[START OF SOURCE DOCUMENT]

- Also known as: Hal Small
- Born: 3 June 1948 Washington, D.C., USA
- Died: 1 June 2024 (aged 75)
- Occupations: composer, pianist, music teacher
- Instrument: piano

= Haskell Small =

American musician

Haskell "Hal" Small (3 June 1948 – 1 June 2024), was a composer, pianist, and music teacher in Washington, D.C.

==Musical background==
After starting college as a science and engineering major, Haskell Small began his musical education at the San Francisco Conservatory of Music and earned a BFA in music from Carnegie-Mellon University in 1972, where he studied piano under Harry Frankin and composition under Roland Leich. Subsequently, he studied composition privately under Vincent Persichetti, and studied piano privately under Theodore Lettvin, Leon Fleisher and William Masselos. Masselos continued as Small's teacher until his death in 1992.

In addition to his mastery of the standard classical repertoire, including works by Beethoven, Scarlatti and Schubert, Small played in rock and roll bands during his college years, and he integrated blues, jazz and other modern and postmodern idioms into his compositions.

==Pianist==
Small had given concerts in major European capitals, South America, Japan and China, and was hailed for his "dazzlingly prodigious technique" by England's venerable Musical Times in 1976. In the United States he had performed in such venues as Carnegie Hall, the Kennedy Center and the Spoleto Festival. He was featured in the PBS special “A Celebration of the Piano" and on NPR's "All Things Considered" in 1988. In 21st-century seasons, he had played recitals in Japan, Paris and London and participated in the 2007 Festival of American Music in Poland.

[END OF SOURCE DOCUMENT]
[START OF EXTRACTED DATA]

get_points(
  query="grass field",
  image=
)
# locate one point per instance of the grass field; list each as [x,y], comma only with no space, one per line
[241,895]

[END OF EXTRACTED DATA]
[START OF EXTRACTED DATA]

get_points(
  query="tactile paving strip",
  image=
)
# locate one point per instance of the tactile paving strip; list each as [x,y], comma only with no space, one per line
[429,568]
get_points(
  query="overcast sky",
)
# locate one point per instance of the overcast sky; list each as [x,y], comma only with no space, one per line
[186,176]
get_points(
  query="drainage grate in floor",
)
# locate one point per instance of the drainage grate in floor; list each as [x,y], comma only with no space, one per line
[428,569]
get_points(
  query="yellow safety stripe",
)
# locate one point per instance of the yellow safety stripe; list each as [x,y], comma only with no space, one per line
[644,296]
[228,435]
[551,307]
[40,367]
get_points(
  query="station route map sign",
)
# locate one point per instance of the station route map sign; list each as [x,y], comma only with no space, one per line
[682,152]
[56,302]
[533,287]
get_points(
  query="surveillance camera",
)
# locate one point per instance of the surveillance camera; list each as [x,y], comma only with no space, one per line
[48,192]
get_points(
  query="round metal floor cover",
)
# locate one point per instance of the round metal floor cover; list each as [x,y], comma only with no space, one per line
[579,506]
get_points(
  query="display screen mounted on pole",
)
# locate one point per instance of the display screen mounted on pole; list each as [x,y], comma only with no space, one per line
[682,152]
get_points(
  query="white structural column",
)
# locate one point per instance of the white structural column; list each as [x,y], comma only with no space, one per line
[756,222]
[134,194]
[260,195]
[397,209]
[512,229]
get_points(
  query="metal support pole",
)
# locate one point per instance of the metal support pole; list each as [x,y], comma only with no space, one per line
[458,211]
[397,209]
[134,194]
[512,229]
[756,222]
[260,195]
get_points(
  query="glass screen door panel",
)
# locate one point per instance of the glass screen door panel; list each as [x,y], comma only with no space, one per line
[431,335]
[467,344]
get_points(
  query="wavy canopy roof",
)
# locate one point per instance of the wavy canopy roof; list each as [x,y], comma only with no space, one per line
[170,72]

[END OF EXTRACTED DATA]
[START OF EXTRACTED DATA]

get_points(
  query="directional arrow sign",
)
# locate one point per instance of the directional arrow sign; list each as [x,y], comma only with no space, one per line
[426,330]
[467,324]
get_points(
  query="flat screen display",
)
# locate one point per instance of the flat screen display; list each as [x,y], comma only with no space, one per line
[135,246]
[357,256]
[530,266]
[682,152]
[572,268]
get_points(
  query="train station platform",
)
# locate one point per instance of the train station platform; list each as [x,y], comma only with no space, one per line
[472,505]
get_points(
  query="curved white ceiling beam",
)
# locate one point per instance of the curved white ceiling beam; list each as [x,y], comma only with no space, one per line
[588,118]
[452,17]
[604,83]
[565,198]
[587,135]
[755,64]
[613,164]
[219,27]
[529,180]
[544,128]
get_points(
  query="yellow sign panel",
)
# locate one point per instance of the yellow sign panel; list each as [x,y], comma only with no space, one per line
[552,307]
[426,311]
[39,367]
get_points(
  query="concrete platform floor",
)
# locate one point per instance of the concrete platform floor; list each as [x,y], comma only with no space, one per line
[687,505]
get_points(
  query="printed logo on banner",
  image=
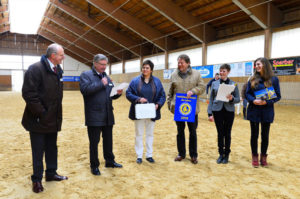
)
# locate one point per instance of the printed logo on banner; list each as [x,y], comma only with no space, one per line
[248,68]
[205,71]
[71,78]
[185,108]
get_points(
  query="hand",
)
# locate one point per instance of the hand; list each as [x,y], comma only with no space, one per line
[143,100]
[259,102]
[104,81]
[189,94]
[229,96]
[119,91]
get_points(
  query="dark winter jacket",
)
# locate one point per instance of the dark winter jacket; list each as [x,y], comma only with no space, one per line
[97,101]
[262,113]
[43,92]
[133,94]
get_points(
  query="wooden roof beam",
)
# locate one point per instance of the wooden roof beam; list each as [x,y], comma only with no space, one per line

[END OF EXTRACTED DATA]

INSTRUCTIONS FOR THE TASK:
Name every person under whom the Haskell Small biography says Small studied piano or composition. The entries were drawn from a different source than the text.

RESULT FOR THIS EXERCISE:
Harry Frankin, Roland Leich, Vincent Persichetti, Theodore Lettvin, Leon Fleisher, William Masselos